_Tâches à réaliser_.
(a) Pouvez-vous condenser sous forme de liste le paragraphe de l'entretien avec Cécile Delozier qui commence par « Cependant je déplore », en gardant ses idées principales ?
(b) Pouvez-vous poursuivre l'entretien avec Cécile Delozier à partir de sa dernière phrase ?

_Texte du document_.
-=-=-

Spécialisée en communication, Cécile DELOZIER accompagne des élus dans leur prise de parole partout en France.
Elle conseille des élus locaux, des parlementaires mais aussi des candidats aux élections dans leur stratégie de communication et leur capacité à persuader et à convaincre en présentiel ou dans les médias.
Sa pédagogie est fondée sur la bienveillance afin de développer la confiance en soi et pouvoir ainsi réaliser des performances.
La rédaction : L’inscription dans la constitution de la liberté de recourir à
l‘interruption volontaire de grossesse a-t-elle été selon vous portée par une communication efficace ?
Cécile DELOZIER : Indéniablement l’information a été diffusée abondamment sur les réseaux sociaux comme dans la presse écrite et audiovisuelle.
Cependant je déplore que le débat n’ait pas été aussi riche qu’il aurait pu l’être . Faire de la communication , ce n’est pas seulement trouver le meilleur canal pour communiquer, ce n’est pas seulement s’intéresser à la forme , c’est aussi travailler le fond ! C’est aussi trouver des formules chocs dont les significations portées par les sonorités bien choisies s’inscriront dans la tête des gens.

-=-=-

_Données fournies_.

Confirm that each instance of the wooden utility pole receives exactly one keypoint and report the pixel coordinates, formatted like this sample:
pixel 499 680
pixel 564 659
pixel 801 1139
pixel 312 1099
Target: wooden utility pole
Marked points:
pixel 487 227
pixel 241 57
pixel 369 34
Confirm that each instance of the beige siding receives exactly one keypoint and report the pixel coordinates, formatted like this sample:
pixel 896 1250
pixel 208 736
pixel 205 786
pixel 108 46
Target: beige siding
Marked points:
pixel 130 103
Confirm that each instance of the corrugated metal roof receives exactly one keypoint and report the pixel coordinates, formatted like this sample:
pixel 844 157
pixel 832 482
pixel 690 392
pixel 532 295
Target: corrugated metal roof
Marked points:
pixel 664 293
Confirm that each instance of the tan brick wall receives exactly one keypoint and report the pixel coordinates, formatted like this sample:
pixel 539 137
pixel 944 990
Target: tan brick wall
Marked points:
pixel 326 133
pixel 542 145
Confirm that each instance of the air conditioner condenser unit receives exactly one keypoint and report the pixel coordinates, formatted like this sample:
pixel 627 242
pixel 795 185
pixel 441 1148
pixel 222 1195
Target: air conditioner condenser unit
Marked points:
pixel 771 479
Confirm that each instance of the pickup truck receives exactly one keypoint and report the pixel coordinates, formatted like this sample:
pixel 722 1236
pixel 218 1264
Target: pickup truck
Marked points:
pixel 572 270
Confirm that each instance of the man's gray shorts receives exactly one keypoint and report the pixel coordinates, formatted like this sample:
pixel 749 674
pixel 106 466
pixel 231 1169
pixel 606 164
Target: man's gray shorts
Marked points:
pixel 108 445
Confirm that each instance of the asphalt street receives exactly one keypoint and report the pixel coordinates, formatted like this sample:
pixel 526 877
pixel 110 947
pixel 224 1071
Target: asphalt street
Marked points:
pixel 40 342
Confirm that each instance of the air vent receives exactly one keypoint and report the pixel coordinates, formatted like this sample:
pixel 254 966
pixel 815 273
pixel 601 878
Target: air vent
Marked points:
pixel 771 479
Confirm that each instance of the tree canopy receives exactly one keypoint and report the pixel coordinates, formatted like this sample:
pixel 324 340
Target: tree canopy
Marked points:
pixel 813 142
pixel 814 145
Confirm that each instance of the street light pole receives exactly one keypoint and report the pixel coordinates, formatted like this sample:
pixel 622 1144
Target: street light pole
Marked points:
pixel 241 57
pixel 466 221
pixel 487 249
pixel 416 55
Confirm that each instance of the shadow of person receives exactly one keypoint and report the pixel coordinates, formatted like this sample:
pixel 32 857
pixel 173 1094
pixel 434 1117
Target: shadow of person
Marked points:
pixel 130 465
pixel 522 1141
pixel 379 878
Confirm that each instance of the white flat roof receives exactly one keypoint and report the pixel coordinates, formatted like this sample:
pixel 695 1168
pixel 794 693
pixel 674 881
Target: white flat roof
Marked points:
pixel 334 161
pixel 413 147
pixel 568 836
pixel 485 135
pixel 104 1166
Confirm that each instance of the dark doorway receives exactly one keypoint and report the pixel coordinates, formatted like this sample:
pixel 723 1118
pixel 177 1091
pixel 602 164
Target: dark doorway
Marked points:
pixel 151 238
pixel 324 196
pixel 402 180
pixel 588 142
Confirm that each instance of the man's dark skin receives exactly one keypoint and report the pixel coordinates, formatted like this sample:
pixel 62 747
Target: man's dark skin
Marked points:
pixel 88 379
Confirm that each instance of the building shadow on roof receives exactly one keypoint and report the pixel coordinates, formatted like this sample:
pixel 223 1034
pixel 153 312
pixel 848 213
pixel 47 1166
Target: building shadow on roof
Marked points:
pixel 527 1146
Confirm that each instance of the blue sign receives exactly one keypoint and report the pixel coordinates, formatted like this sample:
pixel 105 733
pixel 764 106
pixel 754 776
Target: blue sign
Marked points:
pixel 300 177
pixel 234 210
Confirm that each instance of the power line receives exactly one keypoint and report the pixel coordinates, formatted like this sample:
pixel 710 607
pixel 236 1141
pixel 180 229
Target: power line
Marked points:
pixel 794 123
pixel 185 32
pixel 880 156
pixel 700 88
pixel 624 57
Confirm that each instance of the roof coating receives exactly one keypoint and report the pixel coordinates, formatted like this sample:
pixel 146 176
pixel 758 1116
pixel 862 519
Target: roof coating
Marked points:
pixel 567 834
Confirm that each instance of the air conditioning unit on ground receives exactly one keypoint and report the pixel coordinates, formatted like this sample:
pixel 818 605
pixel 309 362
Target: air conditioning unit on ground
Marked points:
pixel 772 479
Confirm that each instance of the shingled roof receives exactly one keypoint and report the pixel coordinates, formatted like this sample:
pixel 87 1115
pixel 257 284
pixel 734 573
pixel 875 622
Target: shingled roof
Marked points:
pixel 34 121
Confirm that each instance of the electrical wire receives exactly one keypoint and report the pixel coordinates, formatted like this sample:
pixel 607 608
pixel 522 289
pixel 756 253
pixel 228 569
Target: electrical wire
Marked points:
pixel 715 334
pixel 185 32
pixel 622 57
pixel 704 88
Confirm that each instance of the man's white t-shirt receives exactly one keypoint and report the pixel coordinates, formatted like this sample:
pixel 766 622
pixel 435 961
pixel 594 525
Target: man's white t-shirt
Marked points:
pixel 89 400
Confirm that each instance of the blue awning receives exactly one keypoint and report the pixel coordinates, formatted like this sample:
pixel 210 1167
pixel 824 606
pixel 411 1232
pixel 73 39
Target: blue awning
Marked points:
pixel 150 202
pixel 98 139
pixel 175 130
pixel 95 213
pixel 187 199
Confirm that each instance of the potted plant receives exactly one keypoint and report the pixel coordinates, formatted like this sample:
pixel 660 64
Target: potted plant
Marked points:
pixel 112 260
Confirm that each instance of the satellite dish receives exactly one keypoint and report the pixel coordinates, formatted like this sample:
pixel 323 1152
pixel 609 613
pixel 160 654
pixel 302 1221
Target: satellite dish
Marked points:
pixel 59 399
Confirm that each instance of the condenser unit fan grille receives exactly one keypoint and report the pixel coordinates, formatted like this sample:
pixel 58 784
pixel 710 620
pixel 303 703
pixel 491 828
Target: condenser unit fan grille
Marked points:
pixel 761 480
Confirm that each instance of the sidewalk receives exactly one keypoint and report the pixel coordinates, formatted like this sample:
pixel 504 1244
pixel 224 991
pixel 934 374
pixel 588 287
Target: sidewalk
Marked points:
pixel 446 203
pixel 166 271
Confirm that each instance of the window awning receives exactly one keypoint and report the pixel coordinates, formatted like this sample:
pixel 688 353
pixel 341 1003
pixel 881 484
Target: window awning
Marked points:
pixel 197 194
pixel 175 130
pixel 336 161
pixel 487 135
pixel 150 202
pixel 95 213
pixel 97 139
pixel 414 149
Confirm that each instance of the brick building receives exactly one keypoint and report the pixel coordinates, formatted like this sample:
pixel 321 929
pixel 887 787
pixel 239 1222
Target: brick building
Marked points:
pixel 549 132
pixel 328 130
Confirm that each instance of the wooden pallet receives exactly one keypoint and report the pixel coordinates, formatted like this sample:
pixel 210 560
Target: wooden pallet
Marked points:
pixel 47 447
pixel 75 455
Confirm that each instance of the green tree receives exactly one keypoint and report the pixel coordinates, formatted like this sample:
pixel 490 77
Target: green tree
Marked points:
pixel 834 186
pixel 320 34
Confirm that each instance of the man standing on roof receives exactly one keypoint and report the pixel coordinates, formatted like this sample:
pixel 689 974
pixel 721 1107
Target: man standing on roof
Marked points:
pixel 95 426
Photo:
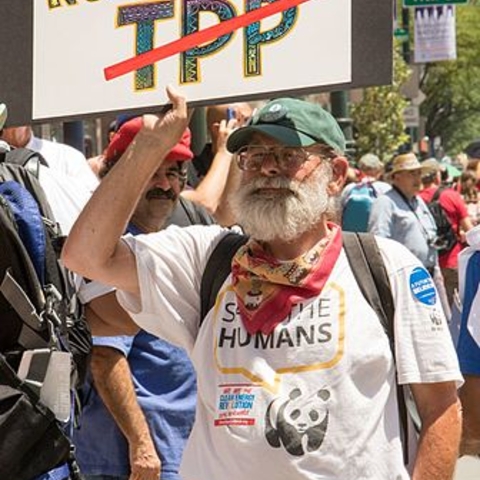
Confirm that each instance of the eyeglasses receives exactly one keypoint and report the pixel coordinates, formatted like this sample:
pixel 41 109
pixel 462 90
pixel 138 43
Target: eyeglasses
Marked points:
pixel 251 157
pixel 173 174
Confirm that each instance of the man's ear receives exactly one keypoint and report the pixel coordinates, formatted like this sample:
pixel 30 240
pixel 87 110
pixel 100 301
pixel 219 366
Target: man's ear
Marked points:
pixel 339 175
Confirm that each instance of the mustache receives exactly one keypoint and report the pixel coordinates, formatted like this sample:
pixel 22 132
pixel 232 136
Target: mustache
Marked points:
pixel 278 182
pixel 159 194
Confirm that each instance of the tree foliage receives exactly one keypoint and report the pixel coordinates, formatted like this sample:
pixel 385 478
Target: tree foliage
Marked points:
pixel 452 88
pixel 378 119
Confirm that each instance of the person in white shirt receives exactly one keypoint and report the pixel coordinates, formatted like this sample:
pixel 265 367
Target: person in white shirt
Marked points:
pixel 296 379
pixel 60 157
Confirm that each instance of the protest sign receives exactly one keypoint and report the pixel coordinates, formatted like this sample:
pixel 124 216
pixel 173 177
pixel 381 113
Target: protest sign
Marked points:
pixel 81 58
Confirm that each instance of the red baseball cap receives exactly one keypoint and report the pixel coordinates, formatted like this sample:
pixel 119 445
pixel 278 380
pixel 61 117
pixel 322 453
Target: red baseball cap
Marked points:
pixel 126 133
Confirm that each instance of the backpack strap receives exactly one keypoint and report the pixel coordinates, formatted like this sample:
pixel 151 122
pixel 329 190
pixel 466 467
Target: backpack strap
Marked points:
pixel 217 269
pixel 27 158
pixel 372 278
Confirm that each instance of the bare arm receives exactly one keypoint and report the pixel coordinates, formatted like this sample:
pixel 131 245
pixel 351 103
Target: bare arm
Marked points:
pixel 112 377
pixel 93 247
pixel 440 413
pixel 106 317
pixel 211 191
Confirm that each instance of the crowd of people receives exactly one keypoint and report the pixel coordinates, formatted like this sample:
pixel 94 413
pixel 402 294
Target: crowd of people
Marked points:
pixel 290 374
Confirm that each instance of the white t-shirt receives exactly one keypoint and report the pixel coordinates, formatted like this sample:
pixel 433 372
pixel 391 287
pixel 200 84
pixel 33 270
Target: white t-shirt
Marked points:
pixel 66 160
pixel 65 195
pixel 314 400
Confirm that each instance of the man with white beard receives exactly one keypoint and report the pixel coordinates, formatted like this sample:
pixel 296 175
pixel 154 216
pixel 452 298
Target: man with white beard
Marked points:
pixel 300 383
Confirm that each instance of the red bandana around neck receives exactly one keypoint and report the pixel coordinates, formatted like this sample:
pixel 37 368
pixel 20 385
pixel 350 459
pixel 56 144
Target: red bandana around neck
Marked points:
pixel 267 289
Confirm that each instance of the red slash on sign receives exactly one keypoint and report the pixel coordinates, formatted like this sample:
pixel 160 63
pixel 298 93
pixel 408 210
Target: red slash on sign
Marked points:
pixel 198 38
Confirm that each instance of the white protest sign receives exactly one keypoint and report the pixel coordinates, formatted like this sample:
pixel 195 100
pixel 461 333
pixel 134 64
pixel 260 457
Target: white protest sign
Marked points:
pixel 435 34
pixel 305 46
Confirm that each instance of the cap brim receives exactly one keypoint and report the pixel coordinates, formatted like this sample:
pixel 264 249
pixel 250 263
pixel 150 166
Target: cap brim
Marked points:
pixel 292 138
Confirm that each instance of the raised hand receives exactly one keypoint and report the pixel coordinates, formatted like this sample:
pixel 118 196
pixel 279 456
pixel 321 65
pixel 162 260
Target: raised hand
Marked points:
pixel 169 126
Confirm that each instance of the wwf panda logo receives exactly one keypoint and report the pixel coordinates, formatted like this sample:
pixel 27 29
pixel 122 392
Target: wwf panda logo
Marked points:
pixel 300 424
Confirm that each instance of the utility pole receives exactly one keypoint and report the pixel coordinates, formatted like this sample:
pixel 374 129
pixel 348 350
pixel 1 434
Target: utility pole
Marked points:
pixel 339 109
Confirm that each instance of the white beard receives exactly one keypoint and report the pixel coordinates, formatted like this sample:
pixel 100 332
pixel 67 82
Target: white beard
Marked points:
pixel 267 216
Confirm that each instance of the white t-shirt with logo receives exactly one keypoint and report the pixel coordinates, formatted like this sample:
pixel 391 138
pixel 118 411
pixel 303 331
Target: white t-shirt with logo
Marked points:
pixel 316 399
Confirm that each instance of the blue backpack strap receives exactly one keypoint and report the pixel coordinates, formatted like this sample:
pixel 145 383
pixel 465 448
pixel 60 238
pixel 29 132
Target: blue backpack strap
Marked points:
pixel 29 221
pixel 60 473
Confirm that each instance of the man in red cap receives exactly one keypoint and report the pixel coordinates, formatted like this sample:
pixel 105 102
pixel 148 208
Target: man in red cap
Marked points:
pixel 142 394
pixel 161 203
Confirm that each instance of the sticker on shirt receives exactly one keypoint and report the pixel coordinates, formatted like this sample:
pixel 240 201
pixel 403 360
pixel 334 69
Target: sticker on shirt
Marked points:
pixel 299 422
pixel 235 405
pixel 422 286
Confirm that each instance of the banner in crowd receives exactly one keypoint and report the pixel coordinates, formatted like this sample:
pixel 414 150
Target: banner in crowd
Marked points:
pixel 435 34
pixel 89 57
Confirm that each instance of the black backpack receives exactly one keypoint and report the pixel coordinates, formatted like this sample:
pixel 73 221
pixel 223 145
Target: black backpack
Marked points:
pixel 34 297
pixel 446 236
pixel 38 311
pixel 372 278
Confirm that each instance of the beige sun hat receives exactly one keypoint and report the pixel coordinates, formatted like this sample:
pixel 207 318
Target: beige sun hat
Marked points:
pixel 404 162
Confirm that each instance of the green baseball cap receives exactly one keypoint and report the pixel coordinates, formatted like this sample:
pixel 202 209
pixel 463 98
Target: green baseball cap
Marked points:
pixel 293 122
pixel 3 115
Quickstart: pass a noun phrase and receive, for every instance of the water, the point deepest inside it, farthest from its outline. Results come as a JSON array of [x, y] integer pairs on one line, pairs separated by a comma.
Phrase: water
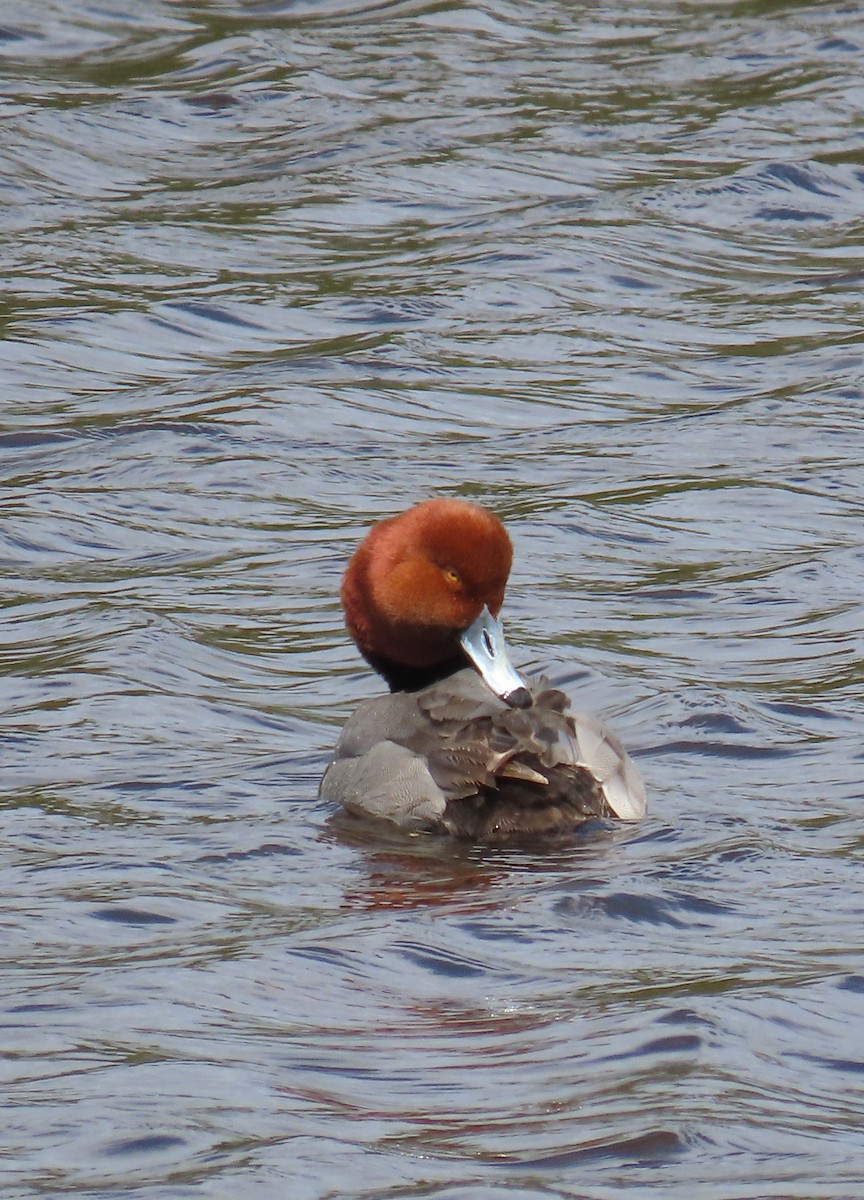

-=-=-

_Réponses aux tâches_.
(a)
- Cécile Delozier regrette que le débat n'ait pas été aussi riche qu'il aurait pu l'être.
- Communiquer ne se limite pas à trouver le meilleur canal ni à soigner la forme.
- Il faut aussi travailler le fond.
- Il faut trouver des formules chocs dont les sonorités bien choisies s'inscrivent dans la tête des gens.

(b)
Or, il y a des arguments majeurs, me semble-t-il, qui ont été oubliés lors du débat par les défenseurs de la constitutionnalisation de l’IVG. Le journal
« Le Monde » dans une étude intéressante publiée sur ce sujet apportait un argument redoutable…mais un peu tardivement car après le congrès de Versailles.
Cette étude présente une carte du monde qui indique la législation des pays en matière de droit à l’avortement . La France est devenue le premier État au monde à inscrire cette liberté dans la constitution. Mais qu’observons-nous ailleurs à travers le monde ? Un groupe de 77 pays autorisent
actuellement l’avortement sans restriction autre que la durée de gestation ( presque tous les pays d’Europe sauf la Pologne).
D’autres ne permettent aux femmes d’avorter qu’avec une autorisation médicale (au Royaume Unis, en Inde). Enfin 21 pays interdisent formellement toute interruption de grossesse même en cas de viol ou de menace vitale pour la femmme. C’est le cas en Egypte, en Irak, au Sénégal, aux Philippines.
Ces chiffres sont intéressants mais l’argument chiffré le plus spectaculaire est le suivant. QUELLE QUE SOIT LA LEGISLATION DES PAYS , LES FEMMES ONT RECOURS A L’IVG DANS LES MEMES PROPORTIONS ! 37 sur 1000 quand la loi l’interdit, 34 sur 1000 lorsqu’elle l’autorise. Cela veut dire qu’on avorte autant -voire plus !- à Bagdad qu’à Paris !
La différence est donc le danger pour la santé des femmes. Avorter à Bagdad, c’est prendre le risque de mourir !
Les IVG clandestines sont la troisième cause de mortalité maternelle dans le monde.
Interdire l’avortement ou limiter son accès ne fait donc pas baisser le nombre d’IVG mais menace cruellement la santé des femmes.
Je ne comprends pas que cette étude ait été publiée au mois de mars certes mais après le congrès du 4 mars 2024 ! Je ne comprends pas que cet argument de santé publique n’ait pas été largement utilisé par les défenseurs de l’IVG ! Je ne comprends pas que les partisans de la modification de la constitution aient fait l’économie de cet argument saisissant et tellement efficace pour convaincre .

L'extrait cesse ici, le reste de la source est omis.